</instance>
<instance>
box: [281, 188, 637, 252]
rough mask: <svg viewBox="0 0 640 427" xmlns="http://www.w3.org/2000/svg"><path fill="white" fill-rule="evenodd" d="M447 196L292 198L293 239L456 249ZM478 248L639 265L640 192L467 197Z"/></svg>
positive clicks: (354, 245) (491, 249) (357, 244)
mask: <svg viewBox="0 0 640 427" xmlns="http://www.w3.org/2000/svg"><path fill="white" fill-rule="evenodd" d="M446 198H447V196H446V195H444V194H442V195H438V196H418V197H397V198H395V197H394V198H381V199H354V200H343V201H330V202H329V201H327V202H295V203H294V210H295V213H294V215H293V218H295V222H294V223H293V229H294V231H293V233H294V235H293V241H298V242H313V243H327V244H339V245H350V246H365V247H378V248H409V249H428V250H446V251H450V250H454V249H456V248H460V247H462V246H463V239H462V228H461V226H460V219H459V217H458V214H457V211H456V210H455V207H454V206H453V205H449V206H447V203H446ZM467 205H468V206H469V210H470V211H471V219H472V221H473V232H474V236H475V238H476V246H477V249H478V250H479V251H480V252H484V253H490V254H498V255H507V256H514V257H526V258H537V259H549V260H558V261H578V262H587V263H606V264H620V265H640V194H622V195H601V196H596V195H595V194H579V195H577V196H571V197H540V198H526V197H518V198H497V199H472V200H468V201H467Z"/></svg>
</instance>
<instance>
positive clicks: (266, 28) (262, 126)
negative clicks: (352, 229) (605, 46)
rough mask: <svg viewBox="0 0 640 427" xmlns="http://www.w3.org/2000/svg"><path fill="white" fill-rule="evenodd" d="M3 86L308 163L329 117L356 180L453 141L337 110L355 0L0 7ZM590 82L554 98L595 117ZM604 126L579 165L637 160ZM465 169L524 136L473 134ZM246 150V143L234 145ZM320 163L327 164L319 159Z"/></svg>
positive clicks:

-- -- --

* 課題の説明
上の資料を最初の行から最後の行まで、一字一句変えずにそのまま打ち直せ。

* 解答
</instance>
<instance>
box: [281, 188, 637, 252]
rough mask: <svg viewBox="0 0 640 427" xmlns="http://www.w3.org/2000/svg"><path fill="white" fill-rule="evenodd" d="M447 196L292 198L293 239L456 249ZM478 248L639 265L640 192L467 197Z"/></svg>
positive clicks: (354, 245) (491, 249) (357, 244)
mask: <svg viewBox="0 0 640 427" xmlns="http://www.w3.org/2000/svg"><path fill="white" fill-rule="evenodd" d="M446 198H447V196H446V195H444V194H442V195H438V196H418V197H397V198H395V197H394V198H381V199H354V200H343V201H330V202H329V201H327V202H295V203H294V210H295V213H294V215H293V218H295V222H294V223H293V229H294V231H293V233H294V235H293V241H298V242H313V243H327V244H339V245H350V246H365V247H378V248H409V249H428V250H446V251H450V250H454V249H456V248H460V247H462V246H463V239H462V228H461V226H460V219H459V217H458V214H457V211H456V210H455V207H454V206H453V205H449V206H447V203H446ZM467 205H468V206H469V210H470V211H471V219H472V221H473V232H474V236H475V238H476V246H477V249H478V250H479V251H480V252H484V253H490V254H498V255H507V256H514V257H526V258H537V259H549V260H558V261H578V262H587V263H606V264H620V265H640V194H622V195H601V196H596V195H595V194H579V195H577V196H571V197H540V198H526V197H518V198H497V199H472V200H468V201H467Z"/></svg>
</instance>
<instance>
positive clicks: (266, 28) (262, 126)
negative clicks: (352, 229) (605, 46)
rough mask: <svg viewBox="0 0 640 427" xmlns="http://www.w3.org/2000/svg"><path fill="white" fill-rule="evenodd" d="M3 86L308 163L329 117L356 180L453 141L337 110L355 0L0 7ZM590 82L554 98L595 117ZM604 126L579 165L637 160ZM465 169L524 136L473 134ZM246 150V143L234 145ZM320 163L327 164L319 159Z"/></svg>
positive clicks:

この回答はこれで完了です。